**EXERCISE DESCRIPTION:**
Write the data out again, matching every line exactly.

**THE INPUT:**
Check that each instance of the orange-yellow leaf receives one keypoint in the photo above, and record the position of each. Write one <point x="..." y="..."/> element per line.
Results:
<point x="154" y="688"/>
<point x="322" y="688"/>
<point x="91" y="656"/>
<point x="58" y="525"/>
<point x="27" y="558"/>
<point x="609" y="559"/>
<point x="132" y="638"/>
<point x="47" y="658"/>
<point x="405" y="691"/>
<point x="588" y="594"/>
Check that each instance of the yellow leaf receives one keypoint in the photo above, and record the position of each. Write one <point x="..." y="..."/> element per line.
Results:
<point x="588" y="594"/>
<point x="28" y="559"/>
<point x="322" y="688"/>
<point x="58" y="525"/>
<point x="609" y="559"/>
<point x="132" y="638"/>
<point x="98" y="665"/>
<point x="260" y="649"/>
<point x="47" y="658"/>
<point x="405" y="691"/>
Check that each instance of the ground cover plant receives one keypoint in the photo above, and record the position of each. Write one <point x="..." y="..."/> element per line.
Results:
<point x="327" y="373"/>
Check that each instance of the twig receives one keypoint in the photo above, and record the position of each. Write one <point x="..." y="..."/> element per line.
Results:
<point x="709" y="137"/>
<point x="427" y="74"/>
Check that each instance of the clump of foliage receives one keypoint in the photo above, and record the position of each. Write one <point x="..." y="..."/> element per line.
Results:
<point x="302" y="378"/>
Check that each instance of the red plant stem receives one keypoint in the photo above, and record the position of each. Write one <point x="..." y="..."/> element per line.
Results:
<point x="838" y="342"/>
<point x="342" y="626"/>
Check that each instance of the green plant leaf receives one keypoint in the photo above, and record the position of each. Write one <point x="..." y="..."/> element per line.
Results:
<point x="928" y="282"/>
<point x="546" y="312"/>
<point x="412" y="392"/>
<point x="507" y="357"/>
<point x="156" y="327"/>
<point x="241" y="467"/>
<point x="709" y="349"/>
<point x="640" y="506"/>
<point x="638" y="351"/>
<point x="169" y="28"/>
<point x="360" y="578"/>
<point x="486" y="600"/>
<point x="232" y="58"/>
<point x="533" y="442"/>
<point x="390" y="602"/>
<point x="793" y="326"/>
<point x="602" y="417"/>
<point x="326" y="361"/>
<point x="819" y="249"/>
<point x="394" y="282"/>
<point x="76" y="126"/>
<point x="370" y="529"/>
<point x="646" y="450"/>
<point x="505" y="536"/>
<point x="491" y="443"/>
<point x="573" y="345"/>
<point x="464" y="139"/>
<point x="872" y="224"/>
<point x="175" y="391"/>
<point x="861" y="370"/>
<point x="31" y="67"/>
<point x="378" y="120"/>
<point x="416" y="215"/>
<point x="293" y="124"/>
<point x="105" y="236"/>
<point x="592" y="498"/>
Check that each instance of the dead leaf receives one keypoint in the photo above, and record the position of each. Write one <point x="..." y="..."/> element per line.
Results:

**RESPONSE TO THE TASK:**
Check that each instance of the orange-yellow leaf receives one keypoint in the photo above, and record the position of each. Write one <point x="..." y="..."/> element per line.
Results:
<point x="154" y="688"/>
<point x="322" y="688"/>
<point x="91" y="656"/>
<point x="58" y="525"/>
<point x="27" y="558"/>
<point x="609" y="559"/>
<point x="132" y="638"/>
<point x="47" y="658"/>
<point x="405" y="691"/>
<point x="588" y="594"/>
Check that each instance of the yellow leaf receives one keypoint in the photo above, and record the position of each. Write one <point x="..." y="..."/> element per line.
Results:
<point x="588" y="594"/>
<point x="28" y="559"/>
<point x="322" y="688"/>
<point x="58" y="525"/>
<point x="609" y="559"/>
<point x="132" y="638"/>
<point x="98" y="665"/>
<point x="260" y="649"/>
<point x="47" y="658"/>
<point x="405" y="691"/>
Check that each instance of the ground cover plant receives one keypoint in the photo above, and record the position of each. Write one <point x="..." y="..."/> element per line.
Results:
<point x="327" y="373"/>
Check that each instance of the twig receives one keypoint in the photo above, and record the position of each. Write one <point x="..." y="..."/> element per line.
Results:
<point x="709" y="137"/>
<point x="427" y="74"/>
Check that each instance of the clump of foliage receives one keypoint in the photo above, and record the position of each. Write one <point x="..." y="..."/> element per line.
Results:
<point x="302" y="378"/>
Check that each instance of the red plant stem receives one keypoint in the photo above, and record the position of each. Write one <point x="..." y="..."/> element per line.
Results:
<point x="838" y="342"/>
<point x="342" y="626"/>
Check that each instance of the green plant leaf receives one keypoint in the photo above, and record the position of each. Write one <point x="..." y="..."/> element per line.
Results:
<point x="928" y="282"/>
<point x="546" y="312"/>
<point x="412" y="392"/>
<point x="507" y="357"/>
<point x="156" y="327"/>
<point x="241" y="467"/>
<point x="709" y="349"/>
<point x="640" y="506"/>
<point x="638" y="351"/>
<point x="169" y="28"/>
<point x="360" y="578"/>
<point x="486" y="600"/>
<point x="232" y="58"/>
<point x="533" y="442"/>
<point x="390" y="602"/>
<point x="793" y="326"/>
<point x="602" y="417"/>
<point x="326" y="361"/>
<point x="819" y="249"/>
<point x="394" y="282"/>
<point x="76" y="126"/>
<point x="370" y="529"/>
<point x="646" y="450"/>
<point x="505" y="536"/>
<point x="491" y="443"/>
<point x="573" y="345"/>
<point x="464" y="139"/>
<point x="872" y="224"/>
<point x="175" y="391"/>
<point x="861" y="370"/>
<point x="31" y="67"/>
<point x="378" y="120"/>
<point x="416" y="215"/>
<point x="293" y="124"/>
<point x="105" y="236"/>
<point x="592" y="498"/>
Check that each instance of the dead leaf receives one keypoint in the photo above, and record the position of each. Write one <point x="..." y="..."/> element per line.
Results:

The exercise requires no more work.